Extracted entries |

┄┄┄┄┄┄┄┄┄┄

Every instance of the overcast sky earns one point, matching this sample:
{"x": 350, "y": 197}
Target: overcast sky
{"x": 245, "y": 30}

┄┄┄┄┄┄┄┄┄┄

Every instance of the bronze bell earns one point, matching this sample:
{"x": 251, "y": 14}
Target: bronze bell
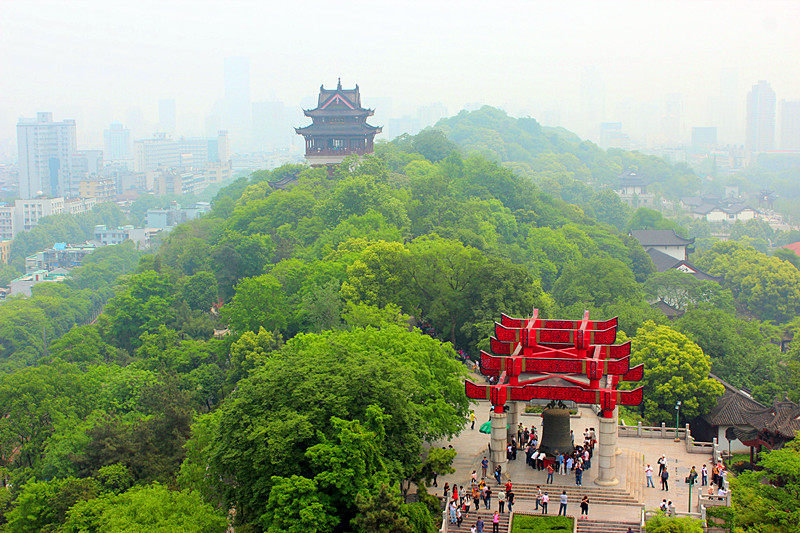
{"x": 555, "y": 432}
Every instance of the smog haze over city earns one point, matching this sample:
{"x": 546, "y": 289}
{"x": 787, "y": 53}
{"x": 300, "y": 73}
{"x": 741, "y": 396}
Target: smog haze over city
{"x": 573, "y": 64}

┄┄┄┄┄┄┄┄┄┄

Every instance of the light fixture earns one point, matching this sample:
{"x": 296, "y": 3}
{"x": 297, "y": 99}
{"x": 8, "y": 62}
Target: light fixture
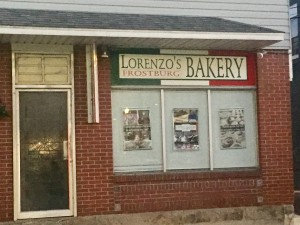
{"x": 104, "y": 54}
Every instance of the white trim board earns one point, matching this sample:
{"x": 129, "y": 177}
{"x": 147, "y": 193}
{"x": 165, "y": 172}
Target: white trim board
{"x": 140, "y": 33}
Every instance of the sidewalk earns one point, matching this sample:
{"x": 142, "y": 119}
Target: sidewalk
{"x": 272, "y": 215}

┄┄┄┄┄┄┄┄┄┄

Work item |
All lines above holding the word "instance" make up the answer; copy each one.

Answer |
Every instance of the overcast sky earns one point, matching this sample:
Every instance of the bronze bell earns one point, matching this sample:
Every instance of the smog haze over city earns one point, matching this sample:
Every instance of the light fixture earns one point, matching this sample:
Every instance of the white trim board earns one point, matching this sample:
Every instance of the sidewalk earns one point, matching this sample:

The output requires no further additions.